▶ [Problem statement] For this exercise, please reproduce the records below word for word, from the first line through the line with "with short black".

[Dataset entries]
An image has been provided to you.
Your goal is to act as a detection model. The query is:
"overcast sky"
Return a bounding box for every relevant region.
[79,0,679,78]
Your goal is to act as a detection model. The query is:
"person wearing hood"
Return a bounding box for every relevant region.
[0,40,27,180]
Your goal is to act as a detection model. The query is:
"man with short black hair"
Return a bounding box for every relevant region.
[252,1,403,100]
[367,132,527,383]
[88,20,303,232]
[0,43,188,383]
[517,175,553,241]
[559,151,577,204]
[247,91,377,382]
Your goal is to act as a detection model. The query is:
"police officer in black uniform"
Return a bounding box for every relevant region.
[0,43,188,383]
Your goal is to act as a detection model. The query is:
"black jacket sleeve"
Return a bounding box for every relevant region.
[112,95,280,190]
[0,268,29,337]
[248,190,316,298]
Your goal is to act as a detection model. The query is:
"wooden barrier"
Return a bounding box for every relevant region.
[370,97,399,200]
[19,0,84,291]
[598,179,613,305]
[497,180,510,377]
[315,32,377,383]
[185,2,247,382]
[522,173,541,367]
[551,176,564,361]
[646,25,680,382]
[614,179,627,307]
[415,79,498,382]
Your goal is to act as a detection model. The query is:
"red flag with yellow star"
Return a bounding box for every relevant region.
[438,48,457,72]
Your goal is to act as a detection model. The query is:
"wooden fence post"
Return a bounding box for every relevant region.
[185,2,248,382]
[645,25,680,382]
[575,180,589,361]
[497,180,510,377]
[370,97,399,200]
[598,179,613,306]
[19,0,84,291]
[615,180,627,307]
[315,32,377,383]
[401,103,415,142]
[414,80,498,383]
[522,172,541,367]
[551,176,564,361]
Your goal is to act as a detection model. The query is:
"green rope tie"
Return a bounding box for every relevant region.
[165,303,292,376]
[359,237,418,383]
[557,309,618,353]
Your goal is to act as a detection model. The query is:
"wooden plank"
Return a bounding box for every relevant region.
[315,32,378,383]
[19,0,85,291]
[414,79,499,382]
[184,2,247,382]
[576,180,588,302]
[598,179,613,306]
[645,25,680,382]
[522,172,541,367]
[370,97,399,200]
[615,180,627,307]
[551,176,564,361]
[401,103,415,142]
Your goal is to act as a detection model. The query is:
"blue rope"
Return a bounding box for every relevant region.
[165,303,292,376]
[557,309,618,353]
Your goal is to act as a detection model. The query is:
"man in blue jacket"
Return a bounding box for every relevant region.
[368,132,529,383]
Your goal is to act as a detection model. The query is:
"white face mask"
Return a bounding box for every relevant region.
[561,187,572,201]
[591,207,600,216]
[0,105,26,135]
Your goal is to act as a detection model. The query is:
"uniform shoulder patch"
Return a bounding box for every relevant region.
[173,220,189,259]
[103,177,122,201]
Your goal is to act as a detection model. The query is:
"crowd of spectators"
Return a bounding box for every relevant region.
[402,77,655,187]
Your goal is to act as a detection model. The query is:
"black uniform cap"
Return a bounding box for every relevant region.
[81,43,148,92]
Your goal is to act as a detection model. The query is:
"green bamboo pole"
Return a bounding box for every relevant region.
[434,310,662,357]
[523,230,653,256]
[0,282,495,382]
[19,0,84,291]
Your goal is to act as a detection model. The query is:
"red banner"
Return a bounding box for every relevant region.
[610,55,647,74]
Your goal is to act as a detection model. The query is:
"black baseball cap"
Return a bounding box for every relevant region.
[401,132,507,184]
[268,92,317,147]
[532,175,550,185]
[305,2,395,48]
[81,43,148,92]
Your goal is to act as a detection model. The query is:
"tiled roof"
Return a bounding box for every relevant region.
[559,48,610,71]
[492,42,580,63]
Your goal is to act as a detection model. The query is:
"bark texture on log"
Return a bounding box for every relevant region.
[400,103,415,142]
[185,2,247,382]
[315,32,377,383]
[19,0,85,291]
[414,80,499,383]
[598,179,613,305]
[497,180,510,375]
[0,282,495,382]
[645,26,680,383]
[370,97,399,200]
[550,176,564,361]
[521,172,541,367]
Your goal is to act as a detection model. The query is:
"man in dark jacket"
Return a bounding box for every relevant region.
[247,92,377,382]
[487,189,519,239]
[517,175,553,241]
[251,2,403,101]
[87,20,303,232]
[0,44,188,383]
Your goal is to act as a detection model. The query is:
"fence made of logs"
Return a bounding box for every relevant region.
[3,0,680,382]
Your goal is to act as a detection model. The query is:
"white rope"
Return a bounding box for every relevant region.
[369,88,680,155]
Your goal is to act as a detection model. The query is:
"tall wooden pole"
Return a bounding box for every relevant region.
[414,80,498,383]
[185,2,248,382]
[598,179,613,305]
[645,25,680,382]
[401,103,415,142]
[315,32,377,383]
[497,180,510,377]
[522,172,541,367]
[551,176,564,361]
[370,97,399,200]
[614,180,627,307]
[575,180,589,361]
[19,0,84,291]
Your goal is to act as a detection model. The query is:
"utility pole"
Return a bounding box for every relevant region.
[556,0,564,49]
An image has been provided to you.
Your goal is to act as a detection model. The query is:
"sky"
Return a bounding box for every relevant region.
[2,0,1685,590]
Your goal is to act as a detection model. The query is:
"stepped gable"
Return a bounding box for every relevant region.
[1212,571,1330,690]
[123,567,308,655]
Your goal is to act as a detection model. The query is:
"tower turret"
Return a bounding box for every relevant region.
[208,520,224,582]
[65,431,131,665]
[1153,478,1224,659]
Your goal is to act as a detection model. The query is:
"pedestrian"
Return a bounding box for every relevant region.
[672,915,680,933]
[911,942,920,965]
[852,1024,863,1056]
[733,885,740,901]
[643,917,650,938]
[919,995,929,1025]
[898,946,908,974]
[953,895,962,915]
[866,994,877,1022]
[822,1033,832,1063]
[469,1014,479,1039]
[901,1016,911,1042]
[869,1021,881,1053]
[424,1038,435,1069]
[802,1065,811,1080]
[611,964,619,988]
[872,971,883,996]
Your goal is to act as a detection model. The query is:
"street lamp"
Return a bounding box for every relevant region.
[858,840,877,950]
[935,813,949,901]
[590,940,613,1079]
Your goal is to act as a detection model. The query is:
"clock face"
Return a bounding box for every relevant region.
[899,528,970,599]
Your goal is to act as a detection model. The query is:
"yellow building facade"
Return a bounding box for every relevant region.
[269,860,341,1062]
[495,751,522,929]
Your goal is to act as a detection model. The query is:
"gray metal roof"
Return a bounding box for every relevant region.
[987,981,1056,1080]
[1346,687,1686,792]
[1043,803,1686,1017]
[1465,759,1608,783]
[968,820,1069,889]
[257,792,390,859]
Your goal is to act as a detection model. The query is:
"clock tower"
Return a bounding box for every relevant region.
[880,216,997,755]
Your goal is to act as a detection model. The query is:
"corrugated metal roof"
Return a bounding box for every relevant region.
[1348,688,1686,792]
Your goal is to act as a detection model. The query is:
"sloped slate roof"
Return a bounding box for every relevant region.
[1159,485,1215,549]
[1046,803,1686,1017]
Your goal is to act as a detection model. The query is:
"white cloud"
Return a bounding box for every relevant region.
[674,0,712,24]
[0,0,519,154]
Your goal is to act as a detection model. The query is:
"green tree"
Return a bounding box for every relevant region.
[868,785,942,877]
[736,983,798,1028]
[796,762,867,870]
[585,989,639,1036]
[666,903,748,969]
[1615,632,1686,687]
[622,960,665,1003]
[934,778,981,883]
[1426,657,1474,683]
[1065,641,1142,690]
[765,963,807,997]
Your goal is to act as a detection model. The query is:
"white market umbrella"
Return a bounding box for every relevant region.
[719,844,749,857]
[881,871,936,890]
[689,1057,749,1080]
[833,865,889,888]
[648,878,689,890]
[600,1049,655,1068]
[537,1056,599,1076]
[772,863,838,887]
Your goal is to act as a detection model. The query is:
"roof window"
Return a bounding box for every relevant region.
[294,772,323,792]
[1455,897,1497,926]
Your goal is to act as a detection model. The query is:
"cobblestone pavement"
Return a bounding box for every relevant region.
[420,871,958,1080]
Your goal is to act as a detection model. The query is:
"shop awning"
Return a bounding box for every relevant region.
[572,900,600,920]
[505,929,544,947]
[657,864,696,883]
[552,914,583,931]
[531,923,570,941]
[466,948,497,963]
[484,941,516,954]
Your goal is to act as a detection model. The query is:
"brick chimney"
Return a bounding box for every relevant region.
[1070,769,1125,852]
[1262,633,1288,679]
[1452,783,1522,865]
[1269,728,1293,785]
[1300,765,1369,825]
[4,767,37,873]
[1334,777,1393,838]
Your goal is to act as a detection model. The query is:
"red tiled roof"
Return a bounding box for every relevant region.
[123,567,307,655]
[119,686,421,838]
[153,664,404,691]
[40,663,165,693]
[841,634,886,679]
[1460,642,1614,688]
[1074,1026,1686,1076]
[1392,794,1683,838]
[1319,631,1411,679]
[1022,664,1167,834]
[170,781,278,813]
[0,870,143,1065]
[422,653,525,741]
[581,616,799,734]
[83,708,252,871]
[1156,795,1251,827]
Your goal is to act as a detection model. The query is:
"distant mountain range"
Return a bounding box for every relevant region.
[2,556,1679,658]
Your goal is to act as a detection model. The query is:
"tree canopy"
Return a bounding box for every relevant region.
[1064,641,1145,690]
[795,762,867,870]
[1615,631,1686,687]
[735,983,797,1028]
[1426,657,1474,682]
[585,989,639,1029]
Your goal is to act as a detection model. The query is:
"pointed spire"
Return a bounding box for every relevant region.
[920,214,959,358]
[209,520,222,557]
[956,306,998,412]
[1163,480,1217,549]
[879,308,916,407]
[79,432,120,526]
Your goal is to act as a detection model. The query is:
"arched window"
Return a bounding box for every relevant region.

▶ [Solution]
An image has been provided to you.
Your goal is to act as a detection model. The query is:
"overcast sky"
Return a bounding box for every relevant region.
[79,0,679,78]
Your goal is to act as a detection model. The query is:
"person wearing hood"
Return a bounding box for every relevant region.
[0,40,27,180]
Your goal is to act as a detection model. The query is:
"man with short black hair"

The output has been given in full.